_Problem description_
Reproduce each of the items below word for word, leaving the pictures out of your answer.

_Information shown_
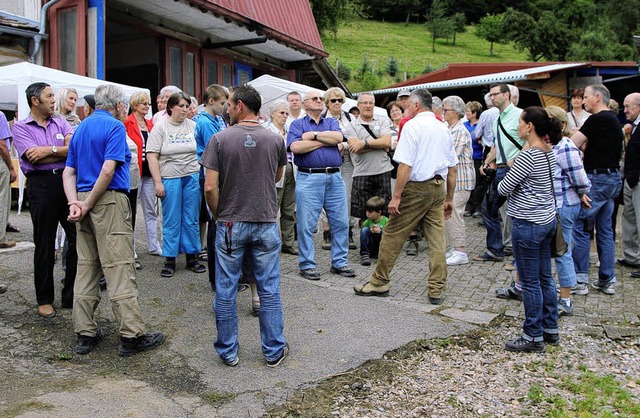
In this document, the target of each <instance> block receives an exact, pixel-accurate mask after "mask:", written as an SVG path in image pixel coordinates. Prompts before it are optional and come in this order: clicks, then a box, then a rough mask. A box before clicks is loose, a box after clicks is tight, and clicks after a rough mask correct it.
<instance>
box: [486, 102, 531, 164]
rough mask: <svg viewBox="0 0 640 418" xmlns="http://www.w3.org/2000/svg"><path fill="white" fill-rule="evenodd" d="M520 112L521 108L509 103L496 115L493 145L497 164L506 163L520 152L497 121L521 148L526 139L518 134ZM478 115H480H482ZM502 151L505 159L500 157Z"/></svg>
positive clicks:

_Solution to the problem_
In this document, the target of each <instance> block receives an exact, pixel-accurate mask after "mask:", written as an SVG path in image pixel coordinates. Prompts before it are optional and come in this order: clicks, then a box, then a rough mask. A box before clicks is loose, a box after clicks is tight, and clicks after a rough mask correct it.
<instance>
box: [486, 102, 531, 164]
rough mask: <svg viewBox="0 0 640 418" xmlns="http://www.w3.org/2000/svg"><path fill="white" fill-rule="evenodd" d="M520 112L521 108L509 103L496 115L493 145L497 164L506 163L520 152L497 121L521 148L526 139L518 134ZM478 115H480H482ZM502 151L505 159L500 157Z"/></svg>
positive clicks:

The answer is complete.